Each record below should be given again exactly as it reads.

━━━

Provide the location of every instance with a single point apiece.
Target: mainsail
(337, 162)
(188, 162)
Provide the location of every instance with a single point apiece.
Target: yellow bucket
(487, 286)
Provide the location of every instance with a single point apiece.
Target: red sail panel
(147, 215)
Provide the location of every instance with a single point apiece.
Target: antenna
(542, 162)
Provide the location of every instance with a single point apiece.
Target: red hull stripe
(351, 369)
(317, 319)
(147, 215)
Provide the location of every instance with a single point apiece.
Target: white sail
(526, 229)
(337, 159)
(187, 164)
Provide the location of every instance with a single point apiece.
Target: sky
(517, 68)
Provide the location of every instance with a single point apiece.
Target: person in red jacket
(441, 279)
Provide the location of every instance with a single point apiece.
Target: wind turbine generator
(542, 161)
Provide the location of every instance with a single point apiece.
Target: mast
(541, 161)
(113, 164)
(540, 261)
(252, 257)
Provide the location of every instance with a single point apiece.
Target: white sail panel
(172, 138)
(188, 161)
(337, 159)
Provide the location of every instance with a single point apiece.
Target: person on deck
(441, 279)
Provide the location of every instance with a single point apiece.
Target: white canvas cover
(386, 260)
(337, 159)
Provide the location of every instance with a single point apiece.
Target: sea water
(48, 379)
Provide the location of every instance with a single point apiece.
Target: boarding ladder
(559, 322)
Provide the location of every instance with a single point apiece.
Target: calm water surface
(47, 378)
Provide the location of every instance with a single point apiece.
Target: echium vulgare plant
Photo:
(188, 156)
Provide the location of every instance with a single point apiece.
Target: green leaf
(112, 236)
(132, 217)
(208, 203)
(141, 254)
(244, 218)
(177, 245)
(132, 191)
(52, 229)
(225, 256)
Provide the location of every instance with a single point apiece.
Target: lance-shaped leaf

━━━

◆ ANSWER TO THE EXERCISE:
Provide the location of every instance with a single point apiece.
Target: mainsail
(337, 162)
(188, 162)
Provide the location of every instance with a single point apiece.
Target: yellow bucket
(487, 286)
Provide the location of every instance with a single point apiece.
Target: red sail panel
(147, 215)
Provide the location of every instance with a single point apiece.
Target: antenna
(542, 162)
Provide the location of every instance with a single point apiece.
Target: red hull stripe
(351, 369)
(317, 319)
(147, 215)
Provide the location of every instance with a single point apiece.
Target: white sail
(526, 229)
(337, 159)
(187, 164)
Provide the location of every instance with a single point apiece.
Target: sky
(517, 68)
Provide the location of every instance with a single point apiece.
Target: person in red jacket
(441, 279)
Provide the location of every instance with a single point apiece.
Target: wind turbine generator
(542, 161)
Provide the location of every instance with a single point apiece.
Target: mast
(541, 161)
(113, 164)
(540, 261)
(252, 257)
Provide the location of every instance with a single point apiece.
Target: white sail panel
(172, 138)
(188, 161)
(337, 159)
Provide the location of every instance with a single point apiece.
Target: person on deck
(441, 279)
Provide the location of every instance with a single point apiece.
Target: white canvas cover
(386, 260)
(337, 159)
Provide the location of every instance with a single point apiece.
Target: sea water
(48, 379)
Provide the location of every instance with a single point apiece.
Target: boarding ladder
(559, 322)
Provide the location of every instance with a single point apiece.
Target: calm water surface
(47, 378)
Provide the location of every instance with a single point apiece.
Target: echium vulgare plant
Photo:
(188, 156)
Provide the location of every instance with a single point apiece.
Target: green leaf
(112, 236)
(132, 217)
(208, 203)
(141, 254)
(244, 218)
(177, 245)
(132, 191)
(52, 229)
(225, 256)
Provide the location of every instance with a single point apiece.
Target: lance-shaped leaf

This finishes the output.